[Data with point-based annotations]

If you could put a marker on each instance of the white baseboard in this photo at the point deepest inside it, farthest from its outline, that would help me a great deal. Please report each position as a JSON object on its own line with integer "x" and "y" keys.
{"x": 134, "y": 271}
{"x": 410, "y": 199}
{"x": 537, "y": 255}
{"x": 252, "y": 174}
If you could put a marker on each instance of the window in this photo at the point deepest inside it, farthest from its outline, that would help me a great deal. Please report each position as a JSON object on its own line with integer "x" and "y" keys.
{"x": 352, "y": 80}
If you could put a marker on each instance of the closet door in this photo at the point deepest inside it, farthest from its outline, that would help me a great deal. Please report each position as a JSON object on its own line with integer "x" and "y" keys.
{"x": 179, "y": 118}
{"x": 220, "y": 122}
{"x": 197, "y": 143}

- Direction
Reproduce all of the data above verbatim, keeping every line in its original order.

- Solution for this problem
If you could put a marker on each instance of the white baseboard in this photo at the point deepest inside it, farthest from its outline, that would help me a great deal. Please report each position as a JSON object on its own line with integer "x" and "y" keys.
{"x": 134, "y": 271}
{"x": 410, "y": 199}
{"x": 537, "y": 255}
{"x": 252, "y": 174}
If you could put a marker on each instance of the window in this photo at the point deepest inside it, farthest from its outline, that would help me a great deal. Please report each position as a JSON object on its own line with integer "x" and "y" keys.
{"x": 352, "y": 80}
If you could put a marker on each instance of the closet door in this photo at the point deepest inside it, farthest from its outline, that would help me a great deal. Please report each position as a JSON object on its own line with integer "x" and "y" keys.
{"x": 179, "y": 118}
{"x": 220, "y": 122}
{"x": 197, "y": 143}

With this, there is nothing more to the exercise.